Text passage:
########

Why analysts should watch US debt talk more closely

K. S. Badri Narayanan Updated - March 12, 2018 at 04:18 PM.

Indian markets might have ignored the US shutdown despite global equity markets facing relatively volatile moments; but if the US defaults on debts, then it cannot be wished away easily by domestic market participants.

Borrowing afresh to repay old loans has become a frequent phenomenon across the globe. After the US banking system collapsed in 2008, the US had to flush the economy with cash, known as quantitative easing, to keep the ship afloat.

If the Congress and President Obama fail to reach an agreement to raise the debt ceiling of $16.7-trillion before mid-October, the US may technically default on its debt. Such a default, which the world has not witnessed so far, will disrupt the global financial system on a massive scale, particularly emerging markets such as India.

Even, US President Obama had warned that the economic effects of a political gridlock could grow far worse if the Congress fails to raise the debt ceiling by October 17, leaving the country at risk of defaulting on its borrowing. The US had averted debt ceiling crisis on January 1after much dilly-dallying.

“This time it is different,” Obama had warned in an interview and had said that “Wall Street should be concerned.”

As India is completely coupled with the global economy, there will definitely be some tremors felt.

Both imports and exports will be hit. India’s exports to the US, particularly IT services, will have an adverse impact.

However, for India, the primary concern would be of managing the current-account deficit, which has shown some signs of improvement in recent times, thanks to a slew of measures initiated by the Government and the RBI. A default by the US on its debt obligations is likely to push up not only gold prices, but also other commodities such as crude oil which Indian imports in a large quantity.

########

Dataset extract:
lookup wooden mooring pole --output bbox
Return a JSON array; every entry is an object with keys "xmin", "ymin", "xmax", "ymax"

########

List of tasks:
[1] Please copy the passage of the US debt ceiling article from "Even, US President" to "some tremors felt.".
[2] Carry on the article about the US debt talks from the point where it stops.
The material has no connection to the article on the US debt talks.

Task results:
[1]
Even, US President Obama had warned that the economic effects of a political gridlock could grow far worse if the Congress fails to raise the debt ceiling by October 17, leaving the country at risk of defaulting on its borrowing. The US had averted debt ceiling crisis on January 1after much dilly-dallying.

“This time it is different,” Obama had warned in an interview and had said that “Wall Street should be concerned.”

As India is completely coupled with the global economy, there will definitely be some tremors felt.

[2]
It may also result in a slowdown or a reversal in foreign institutional investments.

However, there will not be much pressure on Indian banks, as they have only limited exposure to the US treasury markets.

Besides software sector, pharmaceutical will also face some pressure, as the sector’s dependence on the US market is increasing significantly.

Assocham President Rana Kapoor said different wings of the Indian Government should prepare a contingency plan to ring-fence the economy if the US defaults. “The most important factor would be to ensure our foreign exchange reserves do not deplete and we keep foreign institutional investor inflows intact,” Kapoor added.

However, Russ Koesterich, Chief Investment Strategist for BlackRock and iShares Chief Global Investment Strategist, believes that the current budget battles will ultimately be resolved. “They are likely to cause more near-term angst for investors before a resolution is reached and are likely to be a short-term negative for stocks,” he added.

One hopes the US will find the solution soon to calm the nerves of investors.